### Exercise instructions
Start at the line that contains "roof in the photo above." in the listing below and extract every line through the last, exactly; leave pictures out.

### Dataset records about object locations
_ _ _ _ _

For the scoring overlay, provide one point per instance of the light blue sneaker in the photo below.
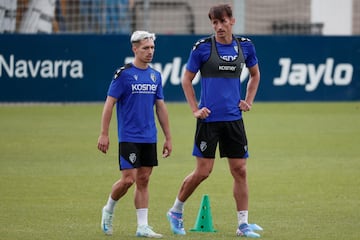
(176, 222)
(244, 230)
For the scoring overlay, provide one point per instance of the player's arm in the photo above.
(103, 140)
(163, 117)
(251, 88)
(191, 97)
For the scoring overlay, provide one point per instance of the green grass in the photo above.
(303, 174)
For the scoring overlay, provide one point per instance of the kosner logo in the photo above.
(22, 68)
(173, 71)
(310, 76)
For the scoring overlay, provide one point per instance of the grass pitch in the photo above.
(303, 174)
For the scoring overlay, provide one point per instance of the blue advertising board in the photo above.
(73, 68)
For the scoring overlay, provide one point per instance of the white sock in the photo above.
(110, 205)
(142, 216)
(243, 217)
(178, 206)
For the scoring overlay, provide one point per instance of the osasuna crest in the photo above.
(236, 48)
(153, 77)
(203, 146)
(132, 157)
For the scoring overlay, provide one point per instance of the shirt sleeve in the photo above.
(249, 52)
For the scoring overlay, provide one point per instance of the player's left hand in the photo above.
(244, 106)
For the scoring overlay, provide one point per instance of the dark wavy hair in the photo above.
(219, 11)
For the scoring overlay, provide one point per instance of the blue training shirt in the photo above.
(221, 95)
(136, 91)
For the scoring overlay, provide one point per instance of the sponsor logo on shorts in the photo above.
(132, 157)
(203, 146)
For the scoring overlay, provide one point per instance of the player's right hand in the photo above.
(103, 143)
(202, 113)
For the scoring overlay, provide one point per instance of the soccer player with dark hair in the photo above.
(220, 59)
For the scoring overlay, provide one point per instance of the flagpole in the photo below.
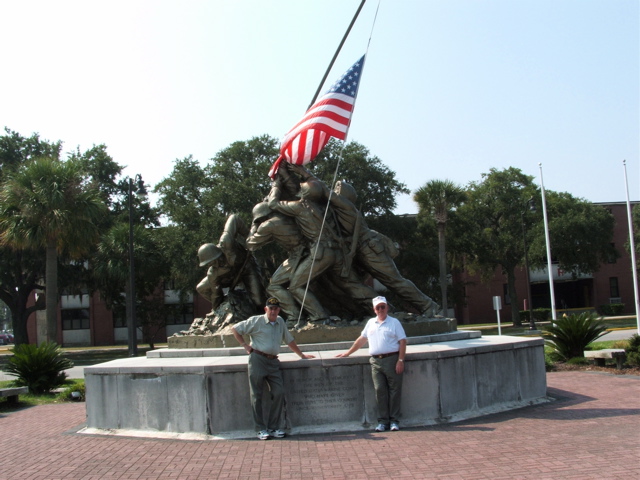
(335, 55)
(634, 267)
(546, 236)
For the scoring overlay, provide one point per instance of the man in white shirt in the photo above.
(387, 347)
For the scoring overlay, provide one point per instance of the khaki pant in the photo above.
(388, 386)
(261, 370)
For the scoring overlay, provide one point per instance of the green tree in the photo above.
(436, 199)
(375, 183)
(111, 271)
(45, 204)
(491, 226)
(22, 269)
(580, 233)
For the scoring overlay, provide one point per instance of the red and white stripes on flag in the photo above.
(328, 117)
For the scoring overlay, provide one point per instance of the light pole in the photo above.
(131, 296)
(532, 208)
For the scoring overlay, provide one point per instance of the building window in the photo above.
(612, 257)
(75, 319)
(179, 314)
(614, 291)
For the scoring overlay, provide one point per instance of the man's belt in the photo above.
(269, 356)
(385, 355)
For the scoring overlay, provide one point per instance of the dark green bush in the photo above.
(41, 368)
(569, 335)
(633, 350)
(611, 309)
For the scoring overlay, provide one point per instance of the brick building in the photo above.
(86, 321)
(612, 283)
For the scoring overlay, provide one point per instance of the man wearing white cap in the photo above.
(387, 347)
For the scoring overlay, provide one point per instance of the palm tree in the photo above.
(438, 198)
(48, 204)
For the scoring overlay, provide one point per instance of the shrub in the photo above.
(633, 350)
(41, 368)
(569, 335)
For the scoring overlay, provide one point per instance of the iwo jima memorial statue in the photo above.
(326, 280)
(191, 388)
(331, 250)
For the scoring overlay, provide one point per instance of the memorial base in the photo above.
(204, 393)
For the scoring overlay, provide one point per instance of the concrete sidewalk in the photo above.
(590, 431)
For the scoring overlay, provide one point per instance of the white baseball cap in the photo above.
(378, 300)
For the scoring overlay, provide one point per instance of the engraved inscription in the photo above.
(329, 397)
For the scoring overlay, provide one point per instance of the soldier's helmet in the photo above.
(346, 190)
(207, 253)
(261, 211)
(311, 190)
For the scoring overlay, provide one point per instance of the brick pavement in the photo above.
(591, 431)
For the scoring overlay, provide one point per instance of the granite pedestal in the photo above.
(204, 393)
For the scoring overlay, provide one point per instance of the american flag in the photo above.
(328, 117)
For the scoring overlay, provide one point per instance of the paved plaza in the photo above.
(590, 431)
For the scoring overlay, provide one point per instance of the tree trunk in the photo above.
(443, 268)
(511, 288)
(51, 292)
(19, 323)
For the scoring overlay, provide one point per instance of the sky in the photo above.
(450, 89)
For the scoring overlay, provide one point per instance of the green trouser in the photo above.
(388, 386)
(261, 370)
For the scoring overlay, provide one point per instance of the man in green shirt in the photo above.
(266, 333)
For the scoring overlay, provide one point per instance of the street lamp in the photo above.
(532, 208)
(131, 297)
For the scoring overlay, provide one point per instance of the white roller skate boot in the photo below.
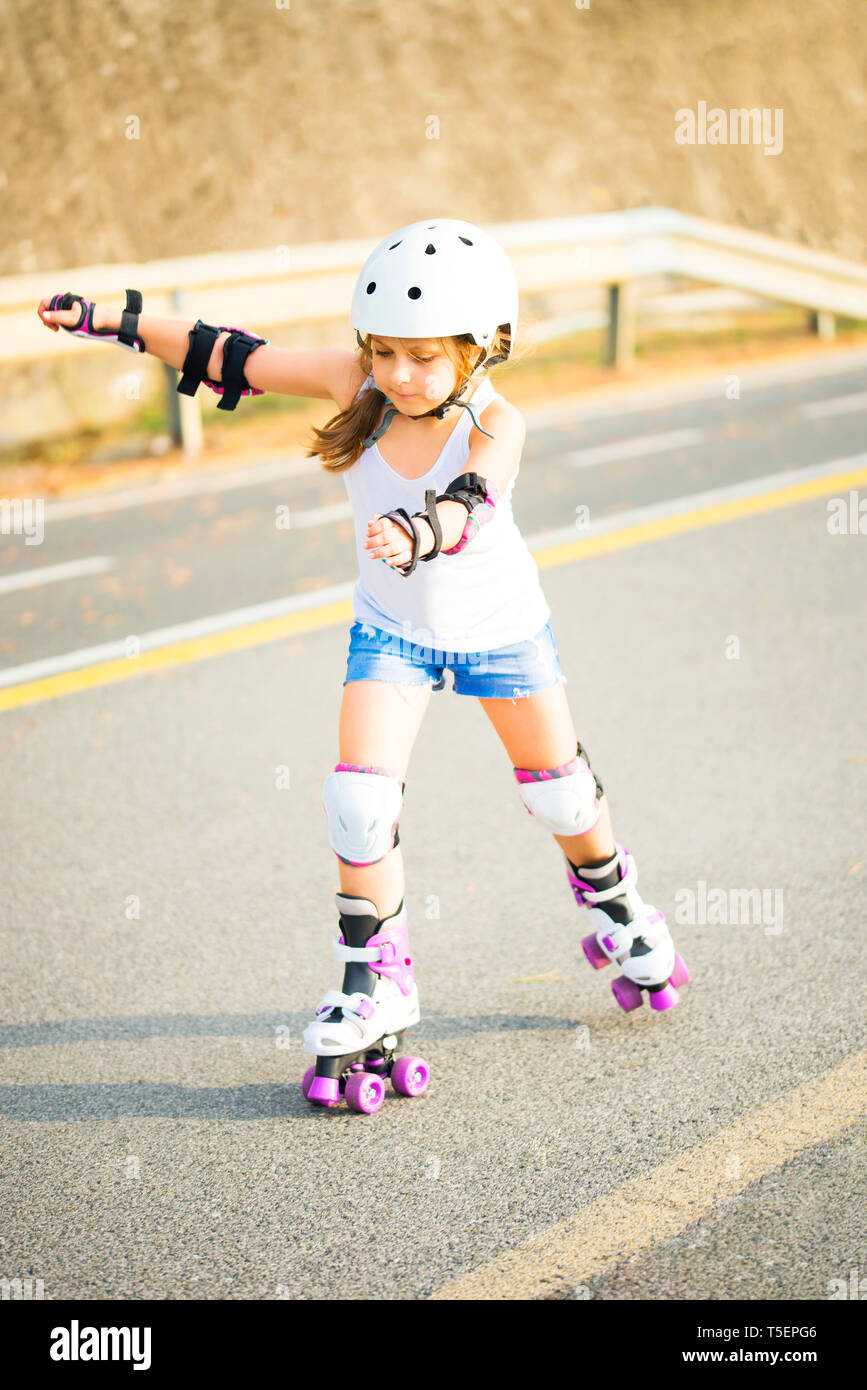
(356, 1030)
(627, 931)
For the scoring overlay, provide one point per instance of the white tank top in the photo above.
(485, 597)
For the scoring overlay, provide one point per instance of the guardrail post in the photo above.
(184, 412)
(824, 324)
(620, 349)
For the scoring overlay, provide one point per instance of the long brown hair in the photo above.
(339, 442)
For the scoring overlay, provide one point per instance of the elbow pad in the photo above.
(235, 352)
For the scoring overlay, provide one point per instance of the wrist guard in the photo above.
(128, 332)
(478, 495)
(235, 352)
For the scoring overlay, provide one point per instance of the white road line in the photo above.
(692, 502)
(179, 633)
(292, 466)
(835, 406)
(300, 602)
(635, 448)
(52, 573)
(193, 485)
(320, 516)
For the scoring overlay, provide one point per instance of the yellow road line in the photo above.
(271, 630)
(653, 1208)
(700, 517)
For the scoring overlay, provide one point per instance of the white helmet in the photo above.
(436, 280)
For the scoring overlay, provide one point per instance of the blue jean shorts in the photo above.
(506, 673)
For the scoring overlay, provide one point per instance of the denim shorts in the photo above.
(506, 673)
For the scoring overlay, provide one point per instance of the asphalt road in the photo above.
(167, 909)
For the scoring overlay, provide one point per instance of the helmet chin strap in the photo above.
(438, 410)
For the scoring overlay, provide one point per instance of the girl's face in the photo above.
(414, 373)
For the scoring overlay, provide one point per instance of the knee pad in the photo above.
(564, 799)
(363, 806)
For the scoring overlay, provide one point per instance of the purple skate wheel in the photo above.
(664, 998)
(364, 1093)
(325, 1090)
(627, 993)
(681, 973)
(410, 1075)
(593, 952)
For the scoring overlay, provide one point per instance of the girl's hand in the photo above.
(57, 319)
(386, 541)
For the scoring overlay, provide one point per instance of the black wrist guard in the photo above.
(235, 352)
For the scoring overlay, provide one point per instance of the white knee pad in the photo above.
(363, 808)
(567, 804)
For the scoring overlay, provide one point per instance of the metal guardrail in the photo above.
(313, 282)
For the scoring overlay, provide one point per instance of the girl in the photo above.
(455, 584)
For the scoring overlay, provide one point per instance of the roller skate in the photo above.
(628, 933)
(356, 1030)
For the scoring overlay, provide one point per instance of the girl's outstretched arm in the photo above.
(325, 373)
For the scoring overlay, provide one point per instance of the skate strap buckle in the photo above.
(359, 1005)
(353, 1004)
(343, 952)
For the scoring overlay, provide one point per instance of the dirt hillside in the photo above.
(281, 121)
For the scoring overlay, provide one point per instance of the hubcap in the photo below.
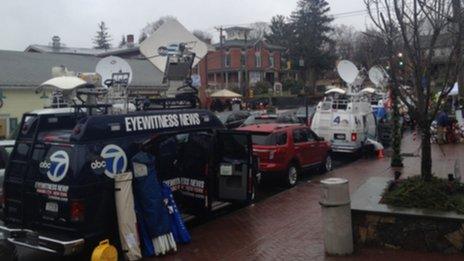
(328, 163)
(292, 176)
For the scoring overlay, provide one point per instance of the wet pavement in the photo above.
(288, 225)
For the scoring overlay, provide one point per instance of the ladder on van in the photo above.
(22, 164)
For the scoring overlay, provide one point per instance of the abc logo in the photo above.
(115, 160)
(45, 165)
(58, 166)
(98, 164)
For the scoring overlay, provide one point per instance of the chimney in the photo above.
(56, 42)
(130, 40)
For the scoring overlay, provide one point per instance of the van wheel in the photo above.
(8, 251)
(292, 175)
(327, 164)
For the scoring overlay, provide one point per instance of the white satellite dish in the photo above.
(64, 83)
(107, 66)
(335, 90)
(377, 75)
(347, 71)
(169, 34)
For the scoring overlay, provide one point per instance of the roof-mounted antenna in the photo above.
(348, 72)
(116, 74)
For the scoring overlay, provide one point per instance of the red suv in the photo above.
(288, 148)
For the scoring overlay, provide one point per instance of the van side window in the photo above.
(311, 135)
(300, 135)
(281, 138)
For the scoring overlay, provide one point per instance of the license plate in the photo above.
(51, 207)
(226, 170)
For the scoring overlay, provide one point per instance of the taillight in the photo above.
(77, 210)
(271, 154)
(354, 136)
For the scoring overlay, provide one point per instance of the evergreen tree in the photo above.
(123, 42)
(102, 39)
(310, 38)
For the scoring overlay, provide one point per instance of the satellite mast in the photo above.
(348, 72)
(378, 76)
(174, 50)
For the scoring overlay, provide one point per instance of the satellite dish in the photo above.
(377, 75)
(111, 65)
(347, 71)
(170, 34)
(64, 83)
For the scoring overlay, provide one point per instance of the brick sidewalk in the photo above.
(288, 226)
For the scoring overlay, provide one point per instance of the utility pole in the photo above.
(458, 30)
(245, 60)
(221, 50)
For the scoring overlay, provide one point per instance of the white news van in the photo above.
(344, 120)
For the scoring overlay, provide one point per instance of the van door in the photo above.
(234, 166)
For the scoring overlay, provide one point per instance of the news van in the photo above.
(347, 121)
(59, 184)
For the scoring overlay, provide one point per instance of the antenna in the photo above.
(63, 88)
(348, 72)
(167, 39)
(377, 75)
(115, 73)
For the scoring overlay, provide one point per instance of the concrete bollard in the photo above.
(336, 216)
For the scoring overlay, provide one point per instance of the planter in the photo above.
(376, 224)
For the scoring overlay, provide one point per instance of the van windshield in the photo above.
(269, 139)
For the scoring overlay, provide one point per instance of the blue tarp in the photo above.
(152, 214)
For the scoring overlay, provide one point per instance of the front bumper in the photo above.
(35, 240)
(345, 148)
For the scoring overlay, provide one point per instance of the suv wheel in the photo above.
(327, 164)
(292, 175)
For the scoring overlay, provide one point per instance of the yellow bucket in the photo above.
(104, 252)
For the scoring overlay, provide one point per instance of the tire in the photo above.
(292, 174)
(327, 164)
(7, 251)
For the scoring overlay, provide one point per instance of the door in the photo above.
(234, 166)
(302, 146)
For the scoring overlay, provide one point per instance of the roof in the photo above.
(225, 94)
(63, 50)
(249, 43)
(24, 69)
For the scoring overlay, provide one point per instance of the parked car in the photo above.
(6, 146)
(288, 118)
(287, 149)
(301, 114)
(233, 119)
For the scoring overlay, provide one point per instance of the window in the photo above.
(242, 59)
(271, 60)
(300, 135)
(258, 60)
(227, 60)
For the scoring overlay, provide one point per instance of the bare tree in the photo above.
(203, 35)
(259, 30)
(414, 27)
(344, 37)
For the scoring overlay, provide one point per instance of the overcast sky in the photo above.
(25, 22)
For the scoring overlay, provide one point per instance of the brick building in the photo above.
(236, 60)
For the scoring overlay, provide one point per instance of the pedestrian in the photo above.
(442, 124)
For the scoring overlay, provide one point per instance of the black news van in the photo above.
(59, 186)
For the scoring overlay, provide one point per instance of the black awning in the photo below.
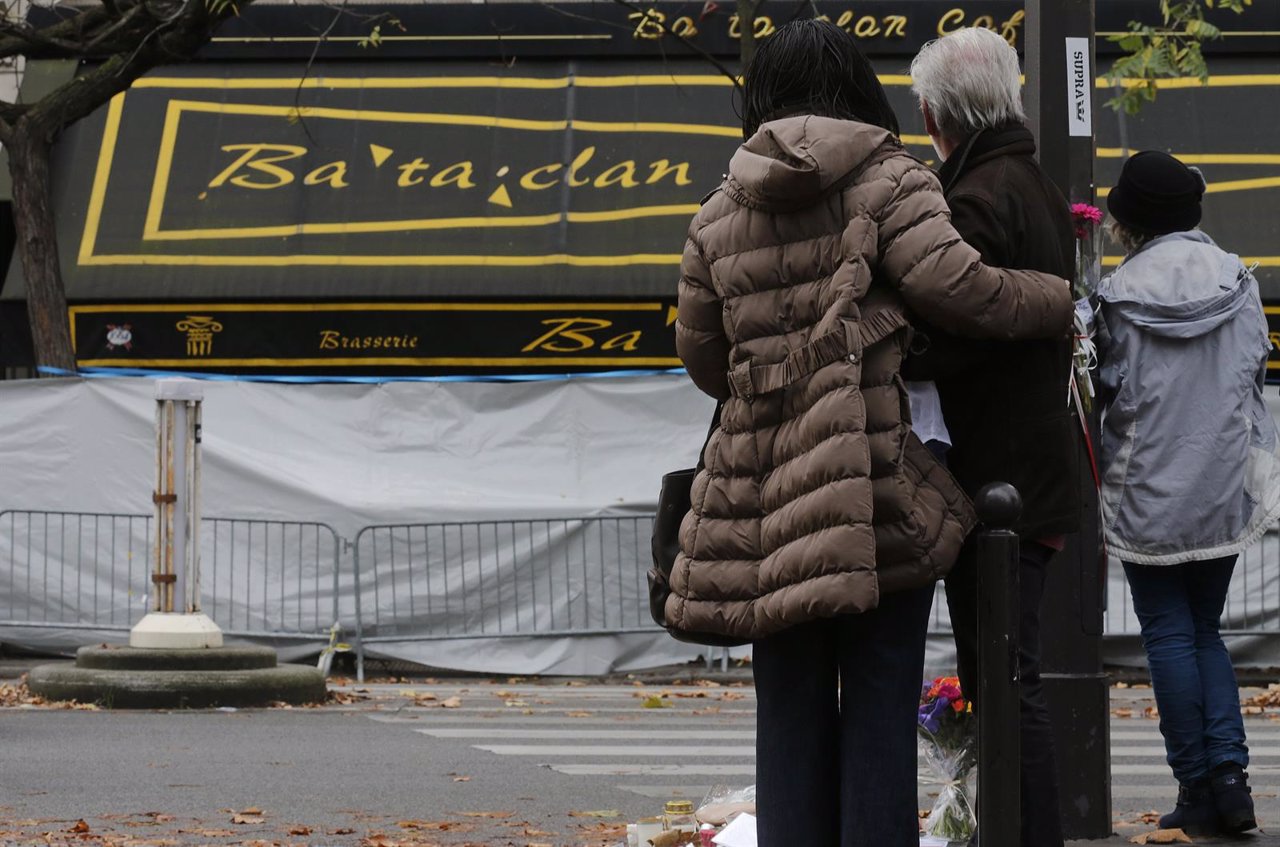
(389, 181)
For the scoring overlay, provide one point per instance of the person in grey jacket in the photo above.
(1191, 470)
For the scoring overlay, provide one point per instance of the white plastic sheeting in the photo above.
(405, 454)
(350, 456)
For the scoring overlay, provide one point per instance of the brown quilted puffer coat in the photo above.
(795, 285)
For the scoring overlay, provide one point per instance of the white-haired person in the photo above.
(1002, 402)
(1189, 467)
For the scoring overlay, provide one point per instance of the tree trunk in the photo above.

_ _ _ _ _

### Finished answer
For the scoring overlay, provide one point per instance of the roof in the photo above.
(225, 94)
(63, 50)
(249, 43)
(24, 69)
For the scoring overlay, provide one point per instance of the parked car in the photo above.
(6, 146)
(288, 118)
(287, 149)
(301, 114)
(233, 119)
For the scoring overlay, provide one point per instance of the window in the photo above.
(242, 59)
(271, 60)
(300, 135)
(258, 60)
(227, 60)
For the scoring overlay, provide one point per instance of the bare tree in the photo above.
(203, 35)
(259, 30)
(414, 27)
(344, 37)
For the scoring overlay, provide one point per instance of the overcast sky in the photo above.
(25, 22)
For the scoring overlay, provide one point per instance of the brick building in the photo above.
(236, 60)
For the scoring overlay, provide one point per instance of the pedestrian in the photo above.
(442, 124)
For the scoring overlay, provide one point per instance of the black news van in the photo above.
(59, 186)
For the scoring overlay, provide one point per instance of the black awning in the photo below.
(389, 181)
For the scoring overlay, provide one point per instance of the person in grey jacket in the photo above.
(1191, 470)
For the scoring overlay, provide one point per instance of the white plastic sheeting in the photo above.
(405, 454)
(350, 456)
For the scoring overlay, provide one point per instance of the brown quilted puffer coat in the photo above.
(795, 285)
For the scoring overlay, provide one point per instance of the white-haired person in the photo above.
(1002, 402)
(1189, 467)
For the scoring overlay, provide one point per instance of the tree trunk in the photo above.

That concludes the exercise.